··· Selected excerpt ···

But as tradition and protocol demands, it is member states, including political leaders and ambassadors, who reign supreme at the United Nations, not the Secretary-General or senior UN officials.

And no president of the General Assembly, the UN’s highest policy-making body, has the right to interrupt or curtail the prerogative of a president or prime minister to speak uninterruptedly—at his or her own pace.

In a bygone era, the UN installed a light on the speaker’s rostrum that kept flashing when a head of state or head of government went beyond the 15-minute limit.

President Ranesinghe Premadasa of Sri Lanka, who was apparently alerted about this, pulled out his handkerchief, covered the flashing light and continued to speak.

The following year, Cuba’s Fidel Castro, known for his long-winded speeches, pulled off the same stunt with a dramatic flair waving the handkerchief –as delegates cheered him and greeted his gesture with loud laughter.

The two political leaders had momentarily outsmarted the UN bureaucracy.

The all-time records for speech-making at the General Assembly have continued to be held by Castro, Nikita Khrushchev of the Soviet Union, Sékou Touré of Guinea, Muammar al-Qadhafi of Libya and President Soerkano of Indonesia.

The longest speech was made by Castro at the 872nd plenary meeting of the General Assembly on 26 September 1960. The time listed was an all-time-high of 269 minutes, according to the archives in the UN’s Dag Hammarskjold Library.

Other long speeches at the General Assembly included:

    • Sékou Touré, President of Guinea, 144 minutes on 10 October 1960;
    • Nikita Khrushchev – USSR – Chairman of the Council of Ministers, 140 minutes on 23 September 1960;
    • Dr. Soekarno, President of Indonesia, 121 minutes on 30 September 1960; and
    • Colonel Muammar al-Qadhafi of the Libyan Arab Jamahiriya, 96 minutes on 23 September 2009.

The flamboyant Qadhafi, made a rare historic visit to the UN in September 2009, accompanied by political fanfare—and his usual team of female body guards.

In its report, the London Guardian said he “grabbed his 15 minutes of fame at the UN building in New York and ran with it. He ran with it so hard he stretched it to an hour and 40 minutes, six times longer than his allotted slot, to the dismay of UN organizers”.

··· Record set ···

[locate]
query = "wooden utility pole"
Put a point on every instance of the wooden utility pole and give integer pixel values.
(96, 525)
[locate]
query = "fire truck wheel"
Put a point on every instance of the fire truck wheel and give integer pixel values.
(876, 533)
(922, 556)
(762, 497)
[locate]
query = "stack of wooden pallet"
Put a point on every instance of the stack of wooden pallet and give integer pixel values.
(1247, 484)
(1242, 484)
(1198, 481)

···
··· Record set ···

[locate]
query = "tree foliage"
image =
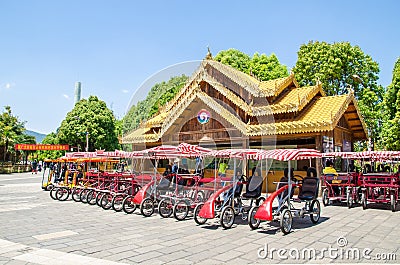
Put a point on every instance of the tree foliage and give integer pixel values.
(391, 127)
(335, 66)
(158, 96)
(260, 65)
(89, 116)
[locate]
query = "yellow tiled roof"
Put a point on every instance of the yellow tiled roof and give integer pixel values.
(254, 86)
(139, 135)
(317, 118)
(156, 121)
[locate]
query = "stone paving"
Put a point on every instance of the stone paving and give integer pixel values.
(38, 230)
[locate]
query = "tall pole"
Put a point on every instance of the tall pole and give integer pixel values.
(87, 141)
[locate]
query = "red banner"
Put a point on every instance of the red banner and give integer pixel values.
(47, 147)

···

Work instruction 1: Summarize the excerpt on long speeches at the UN General Assembly in two sentences.
Work instruction 2: According to the excerpt on long UN speeches, how long did Sékou Touré speak at the General Assembly?
These entries were taken from a different source than the text.

Response area 1: Member states rule at the UN, and no General Assembly president may interrupt a head of state or government who runs past the 15-minute limit, a limit once signaled by a flashing light that Sri Lanka's President Premadasa and later Fidel Castro covered with a handkerchief. Castro holds the record for the longest speech, 269 minutes on 26 September 1960, and other long speeches came from Sékou Touré, Nikita Khrushchev, Soekarno and Muammar al-Qadhafi.

Response area 2: 144 minutes, on 10 October 1960.